What to do = Repeat the listing below in full, keeping every character as it is.
--------------------------------
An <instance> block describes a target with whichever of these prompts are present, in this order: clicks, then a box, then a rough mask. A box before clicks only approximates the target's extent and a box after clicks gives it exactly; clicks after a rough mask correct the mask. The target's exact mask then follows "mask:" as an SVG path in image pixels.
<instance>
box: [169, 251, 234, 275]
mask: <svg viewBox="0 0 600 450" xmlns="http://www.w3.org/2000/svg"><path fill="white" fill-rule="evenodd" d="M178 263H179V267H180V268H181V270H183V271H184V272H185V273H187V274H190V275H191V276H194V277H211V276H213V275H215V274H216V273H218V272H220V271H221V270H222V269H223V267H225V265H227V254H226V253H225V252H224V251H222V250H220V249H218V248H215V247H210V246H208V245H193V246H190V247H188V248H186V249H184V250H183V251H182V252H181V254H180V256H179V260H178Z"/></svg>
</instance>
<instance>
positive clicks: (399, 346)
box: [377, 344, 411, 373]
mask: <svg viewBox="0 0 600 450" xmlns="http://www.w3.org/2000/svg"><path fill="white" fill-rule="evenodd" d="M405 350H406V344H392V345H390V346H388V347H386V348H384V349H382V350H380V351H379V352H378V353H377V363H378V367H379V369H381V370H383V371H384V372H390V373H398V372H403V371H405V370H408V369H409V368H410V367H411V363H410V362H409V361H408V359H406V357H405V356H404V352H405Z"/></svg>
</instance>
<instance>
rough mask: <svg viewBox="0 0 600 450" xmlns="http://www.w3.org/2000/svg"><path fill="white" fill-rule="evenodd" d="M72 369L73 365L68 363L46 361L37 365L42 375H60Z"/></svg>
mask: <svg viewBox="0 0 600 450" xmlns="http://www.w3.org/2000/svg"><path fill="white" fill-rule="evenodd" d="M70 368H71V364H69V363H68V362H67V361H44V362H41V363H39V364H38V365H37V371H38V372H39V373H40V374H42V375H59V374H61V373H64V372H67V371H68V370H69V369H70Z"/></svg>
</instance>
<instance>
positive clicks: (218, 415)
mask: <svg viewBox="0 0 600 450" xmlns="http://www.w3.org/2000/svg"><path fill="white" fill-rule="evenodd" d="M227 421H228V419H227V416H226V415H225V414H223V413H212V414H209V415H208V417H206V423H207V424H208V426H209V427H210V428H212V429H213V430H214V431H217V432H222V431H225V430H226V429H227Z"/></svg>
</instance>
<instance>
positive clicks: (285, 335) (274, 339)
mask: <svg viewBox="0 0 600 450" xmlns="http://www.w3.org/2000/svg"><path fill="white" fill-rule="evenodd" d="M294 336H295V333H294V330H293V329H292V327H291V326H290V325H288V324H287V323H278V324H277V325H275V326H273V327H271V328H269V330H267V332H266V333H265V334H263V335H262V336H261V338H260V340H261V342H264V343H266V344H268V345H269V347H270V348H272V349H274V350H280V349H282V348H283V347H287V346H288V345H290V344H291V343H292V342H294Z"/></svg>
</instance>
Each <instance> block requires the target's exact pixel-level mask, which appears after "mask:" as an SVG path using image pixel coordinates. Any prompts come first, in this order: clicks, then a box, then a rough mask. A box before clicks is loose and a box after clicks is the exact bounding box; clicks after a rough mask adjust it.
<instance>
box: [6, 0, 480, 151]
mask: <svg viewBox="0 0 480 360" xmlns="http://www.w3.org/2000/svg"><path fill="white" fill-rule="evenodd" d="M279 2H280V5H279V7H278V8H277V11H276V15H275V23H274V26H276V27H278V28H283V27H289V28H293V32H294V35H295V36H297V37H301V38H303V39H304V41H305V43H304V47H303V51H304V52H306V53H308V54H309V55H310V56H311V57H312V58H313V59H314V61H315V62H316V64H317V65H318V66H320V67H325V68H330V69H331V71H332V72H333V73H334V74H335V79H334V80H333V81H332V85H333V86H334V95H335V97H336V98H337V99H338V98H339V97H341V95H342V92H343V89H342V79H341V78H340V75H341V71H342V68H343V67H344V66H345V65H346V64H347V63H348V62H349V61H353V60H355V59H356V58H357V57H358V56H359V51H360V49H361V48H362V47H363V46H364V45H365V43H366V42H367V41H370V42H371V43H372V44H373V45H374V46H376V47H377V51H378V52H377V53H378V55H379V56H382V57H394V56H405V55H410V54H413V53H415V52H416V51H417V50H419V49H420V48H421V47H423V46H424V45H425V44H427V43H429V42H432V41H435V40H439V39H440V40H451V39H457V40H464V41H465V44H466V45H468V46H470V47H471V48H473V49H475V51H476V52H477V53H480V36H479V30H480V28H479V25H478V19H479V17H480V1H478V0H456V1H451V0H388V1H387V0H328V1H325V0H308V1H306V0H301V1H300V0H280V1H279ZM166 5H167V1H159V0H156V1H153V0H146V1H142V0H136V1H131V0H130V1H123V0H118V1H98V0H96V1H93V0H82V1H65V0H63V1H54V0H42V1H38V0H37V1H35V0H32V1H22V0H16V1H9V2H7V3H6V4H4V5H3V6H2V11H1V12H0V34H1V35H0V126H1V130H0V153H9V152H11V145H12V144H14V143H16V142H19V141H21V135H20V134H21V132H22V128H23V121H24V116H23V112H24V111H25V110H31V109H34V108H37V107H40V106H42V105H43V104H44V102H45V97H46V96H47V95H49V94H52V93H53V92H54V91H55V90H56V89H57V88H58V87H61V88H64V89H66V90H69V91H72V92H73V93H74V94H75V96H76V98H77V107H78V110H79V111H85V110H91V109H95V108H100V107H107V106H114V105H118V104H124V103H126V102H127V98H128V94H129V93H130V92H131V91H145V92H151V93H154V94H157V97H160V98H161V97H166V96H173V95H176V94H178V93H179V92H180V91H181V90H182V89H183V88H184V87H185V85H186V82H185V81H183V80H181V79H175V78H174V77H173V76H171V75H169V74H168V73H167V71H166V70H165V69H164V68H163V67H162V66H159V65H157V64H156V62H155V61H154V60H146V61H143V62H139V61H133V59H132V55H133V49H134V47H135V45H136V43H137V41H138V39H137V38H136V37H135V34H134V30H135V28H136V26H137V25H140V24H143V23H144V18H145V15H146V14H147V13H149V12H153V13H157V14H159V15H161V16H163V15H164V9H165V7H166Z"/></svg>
--------------------------------
Solution for this problem =
An <instance> block describes a target with whichever of these prompts are present, in this order: clicks, then a box, then a rough mask. A box before clicks only approximates the target's extent and a box after clicks gives it exactly; clicks after a rough mask correct the mask. The target's exact mask then follows "mask:" as an SVG path in image pixels.
<instance>
box: [169, 251, 234, 275]
mask: <svg viewBox="0 0 600 450" xmlns="http://www.w3.org/2000/svg"><path fill="white" fill-rule="evenodd" d="M178 263H179V267H180V268H181V270H183V271H184V272H185V273H187V274H190V275H191V276H194V277H211V276H213V275H215V274H216V273H218V272H220V271H221V270H222V269H223V267H225V265H227V254H226V253H225V252H224V251H222V250H220V249H218V248H215V247H210V246H208V245H193V246H190V247H188V248H186V249H184V250H183V251H182V252H181V254H180V256H179V260H178Z"/></svg>
</instance>
<instance>
positive clicks: (399, 346)
box: [377, 344, 411, 373]
mask: <svg viewBox="0 0 600 450" xmlns="http://www.w3.org/2000/svg"><path fill="white" fill-rule="evenodd" d="M405 350H406V344H392V345H390V346H388V347H386V348H384V349H382V350H380V351H379V352H378V353H377V363H378V367H379V369H381V370H383V371H384V372H390V373H398V372H403V371H405V370H408V369H409V368H410V367H411V363H410V362H409V361H408V359H406V357H405V356H404V352H405Z"/></svg>
</instance>
<instance>
rough mask: <svg viewBox="0 0 600 450" xmlns="http://www.w3.org/2000/svg"><path fill="white" fill-rule="evenodd" d="M72 369L73 365L68 363L46 361L37 365L42 375H60Z"/></svg>
mask: <svg viewBox="0 0 600 450" xmlns="http://www.w3.org/2000/svg"><path fill="white" fill-rule="evenodd" d="M70 368H71V364H69V363H68V362H67V361H44V362H41V363H39V364H38V365H37V371H38V372H39V373H40V374H42V375H59V374H61V373H64V372H67V371H68V370H69V369H70Z"/></svg>
</instance>
<instance>
positive clicks: (218, 415)
mask: <svg viewBox="0 0 600 450" xmlns="http://www.w3.org/2000/svg"><path fill="white" fill-rule="evenodd" d="M227 421H228V419H227V416H226V415H225V414H223V413H212V414H209V415H208V417H206V423H207V424H208V426H209V427H210V428H212V429H213V430H214V431H217V432H222V431H225V430H226V429H227Z"/></svg>
</instance>
<instance>
positive clicks: (285, 335) (274, 339)
mask: <svg viewBox="0 0 600 450" xmlns="http://www.w3.org/2000/svg"><path fill="white" fill-rule="evenodd" d="M294 336H295V333H294V330H293V329H292V327H291V326H290V325H288V324H287V323H278V324H277V325H275V326H273V327H271V328H269V330H267V332H266V333H265V334H263V335H262V336H261V338H260V340H261V342H264V343H266V344H268V345H269V347H270V348H272V349H274V350H280V349H282V348H283V347H287V346H288V345H290V344H291V343H292V342H294Z"/></svg>
</instance>
Each <instance> block requires the target's exact pixel-level mask, which appears after "mask:" as an SVG path using image pixel coordinates. Any prompts come first, in this order: clicks, then a box, then a rough mask. A box before clicks is loose and a box after clicks is the exact bounding box; clicks after a rough mask adjust it.
<instance>
box: [6, 0, 480, 151]
mask: <svg viewBox="0 0 480 360" xmlns="http://www.w3.org/2000/svg"><path fill="white" fill-rule="evenodd" d="M279 2H280V5H279V7H278V8H277V11H276V15H275V23H274V26H276V27H278V28H283V27H289V28H293V32H294V35H295V36H297V37H301V38H303V39H304V41H305V43H304V47H303V51H304V52H306V53H308V54H309V55H310V56H311V57H312V58H313V59H314V61H315V62H316V64H317V65H318V66H320V67H325V68H330V69H331V71H332V72H333V73H334V74H335V79H334V80H333V81H332V85H333V86H334V95H335V97H336V98H337V99H338V98H339V97H341V95H342V92H343V89H342V79H341V78H340V75H341V71H342V68H343V67H344V66H345V65H346V64H347V63H348V62H349V61H353V60H355V59H356V58H357V57H358V56H359V51H360V49H361V48H362V47H363V46H364V45H365V43H366V42H367V41H370V42H371V43H372V44H373V45H374V46H376V47H377V51H378V52H377V53H378V55H379V56H382V57H394V56H405V55H410V54H413V53H415V52H416V51H417V50H419V49H420V48H421V47H423V46H424V45H425V44H427V43H429V42H432V41H435V40H439V39H440V40H451V39H457V40H464V41H465V44H466V45H468V46H470V47H471V48H473V49H475V51H476V52H477V53H480V36H479V30H480V28H479V25H478V19H479V17H480V1H478V0H456V1H451V0H388V1H387V0H328V1H325V0H308V1H306V0H301V1H300V0H280V1H279ZM166 5H167V1H159V0H156V1H153V0H146V1H142V0H136V1H131V0H130V1H123V0H118V1H98V0H96V1H93V0H82V1H65V0H63V1H54V0H42V1H38V0H37V1H35V0H32V1H22V0H16V1H9V2H7V3H6V4H4V5H3V6H2V11H1V12H0V34H1V35H0V126H1V130H0V153H9V152H11V145H12V144H14V143H16V142H19V141H21V135H20V134H21V132H22V128H23V121H24V116H23V112H24V111H25V110H31V109H34V108H37V107H40V106H42V105H43V104H44V102H45V97H46V96H47V95H49V94H52V93H53V92H54V91H55V90H56V89H57V88H58V87H61V88H64V89H66V90H69V91H72V92H73V93H74V94H75V96H76V98H77V107H78V110H79V111H85V110H91V109H95V108H100V107H107V106H114V105H118V104H124V103H126V102H127V98H128V94H129V93H130V92H131V91H145V92H151V93H154V94H157V97H160V98H161V97H166V96H173V95H176V94H178V93H179V92H180V91H181V90H182V89H183V88H184V87H185V85H186V82H185V81H183V80H181V79H175V78H174V77H173V76H171V75H169V74H168V73H167V71H166V70H165V69H164V68H163V67H162V66H159V65H157V64H156V62H155V61H154V60H146V61H143V62H139V61H133V59H132V55H133V49H134V47H135V45H136V43H137V41H138V39H137V38H136V37H135V34H134V30H135V28H136V26H137V25H140V24H143V23H144V18H145V15H146V14H147V13H149V12H153V13H157V14H159V15H161V16H163V15H164V9H165V7H166Z"/></svg>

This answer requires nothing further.